(Source data)
::::

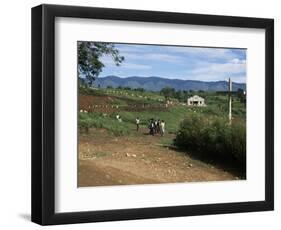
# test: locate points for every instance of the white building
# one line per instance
(196, 101)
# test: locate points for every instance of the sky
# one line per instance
(178, 62)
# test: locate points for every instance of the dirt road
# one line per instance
(138, 159)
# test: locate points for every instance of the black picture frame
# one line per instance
(43, 114)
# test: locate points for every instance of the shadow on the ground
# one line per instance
(228, 165)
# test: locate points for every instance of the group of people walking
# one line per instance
(155, 126)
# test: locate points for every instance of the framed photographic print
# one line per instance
(142, 114)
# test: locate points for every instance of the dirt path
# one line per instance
(138, 159)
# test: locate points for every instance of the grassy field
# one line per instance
(128, 102)
(201, 131)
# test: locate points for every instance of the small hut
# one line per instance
(196, 101)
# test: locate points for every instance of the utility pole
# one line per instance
(230, 100)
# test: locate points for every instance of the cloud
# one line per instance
(235, 68)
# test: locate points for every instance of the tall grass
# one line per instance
(213, 137)
(98, 120)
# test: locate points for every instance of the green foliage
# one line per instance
(213, 137)
(89, 54)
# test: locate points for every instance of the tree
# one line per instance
(167, 92)
(89, 54)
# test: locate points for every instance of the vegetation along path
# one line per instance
(139, 158)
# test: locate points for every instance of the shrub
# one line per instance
(213, 137)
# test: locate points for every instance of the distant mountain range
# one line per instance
(158, 83)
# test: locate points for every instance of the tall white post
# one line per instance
(230, 101)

::::

* [WHAT IS REQUIRED]
Copy out every line in the entries above that holds "tall".

* [EXERCISE RESULT]
# test: locate points for every instance of the tall grass
# test: locate points for every instance of the tall white post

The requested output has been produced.